Output each of the records below verbatim, keeping their order and omitting the pictures.

****************

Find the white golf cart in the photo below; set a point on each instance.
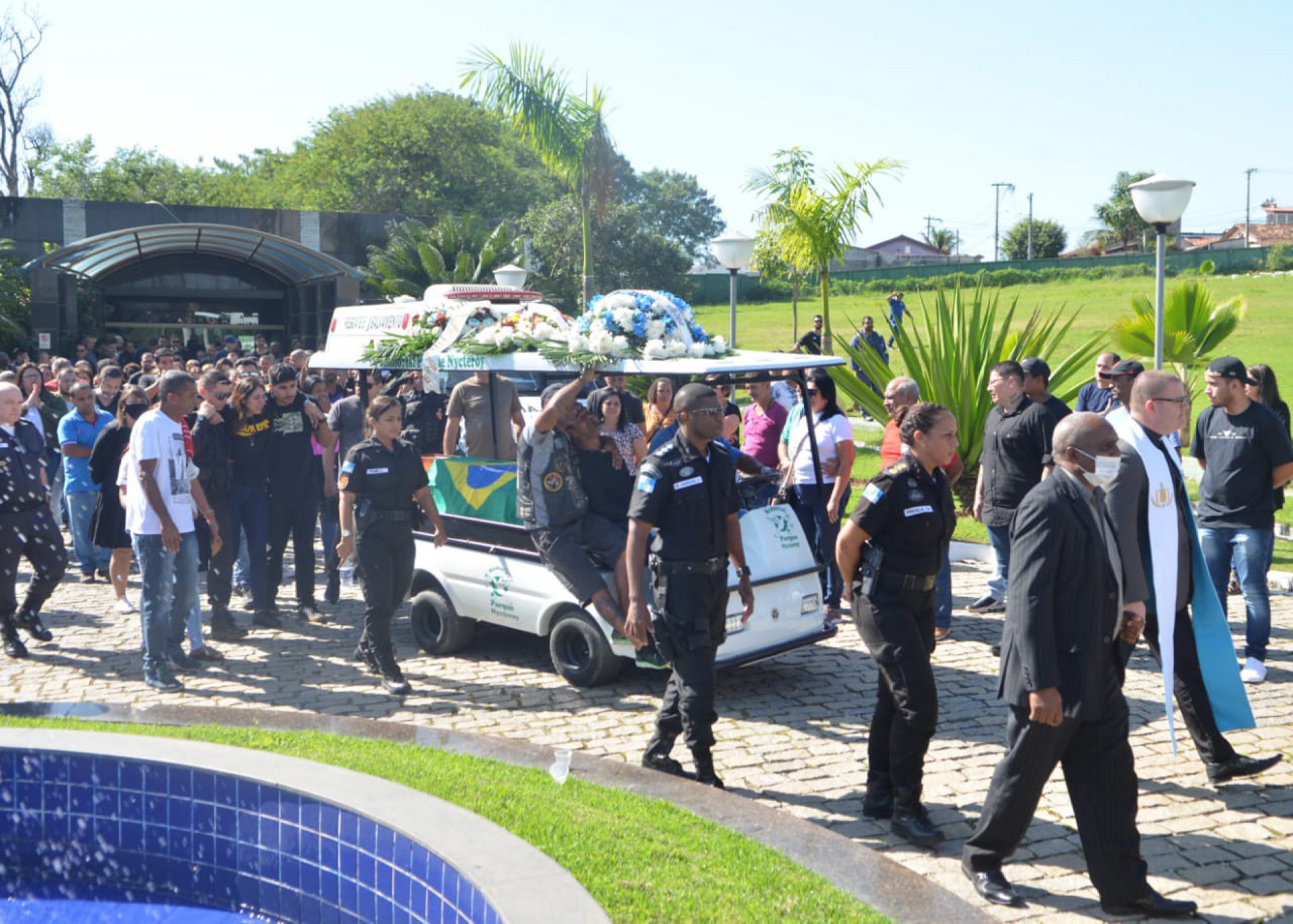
(490, 573)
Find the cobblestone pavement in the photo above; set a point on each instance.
(793, 734)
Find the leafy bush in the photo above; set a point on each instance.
(1280, 257)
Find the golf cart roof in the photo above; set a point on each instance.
(356, 329)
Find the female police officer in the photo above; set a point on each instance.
(898, 534)
(379, 478)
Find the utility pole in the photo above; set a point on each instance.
(929, 228)
(1248, 205)
(996, 222)
(1030, 225)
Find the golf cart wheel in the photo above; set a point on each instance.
(437, 627)
(581, 652)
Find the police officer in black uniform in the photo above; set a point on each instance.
(380, 480)
(890, 552)
(687, 492)
(26, 526)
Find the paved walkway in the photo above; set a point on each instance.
(793, 734)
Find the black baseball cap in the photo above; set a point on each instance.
(1034, 366)
(1230, 367)
(1129, 367)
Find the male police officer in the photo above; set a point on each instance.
(26, 525)
(687, 492)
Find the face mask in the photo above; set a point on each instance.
(1106, 469)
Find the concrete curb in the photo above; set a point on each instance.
(886, 886)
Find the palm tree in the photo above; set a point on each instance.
(950, 350)
(453, 250)
(568, 132)
(811, 226)
(1194, 326)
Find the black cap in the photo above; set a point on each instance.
(1034, 366)
(1129, 367)
(1230, 367)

****************

Solution below:
Find the white golf cart in the photo below; set a point on each instance.
(490, 573)
Find the cobblestone pavement in the photo above; set a point on each instance.
(793, 734)
Find the leafy bush in the photo above; set a point on each instance.
(1280, 257)
Find the golf cart roof in the photo above; set a point on each instance.
(356, 329)
Find the female police officer in the photo above; set a point on each instance.
(898, 534)
(379, 478)
Find the utility pole in the photo above; set a point on each instance.
(929, 228)
(1248, 205)
(996, 222)
(1030, 225)
Find the golf cart wheel in the photo above; set a point on each instance.
(437, 627)
(581, 652)
Find the police officer in black uniform in the photo above; set a point on each instance.
(380, 480)
(890, 552)
(687, 492)
(26, 526)
Find the paved walkway in the photo above; set a point on each instance.
(793, 734)
Find the black baseball cap in the photo above; set a point on each instance.
(1034, 366)
(1230, 367)
(1129, 367)
Find the male police officer in the photo above; set a point on each instance.
(26, 525)
(687, 492)
Find the face mask in the photo above; set a point on each instance.
(1106, 469)
Find the concrete curb in the photo above; set a point on each instance.
(886, 886)
Find the palm tree in the photo above; set a point on each instance.
(950, 350)
(453, 250)
(568, 132)
(811, 226)
(1194, 326)
Find the black cap in the photo above; set a point on each instance.
(1034, 366)
(1129, 367)
(1230, 367)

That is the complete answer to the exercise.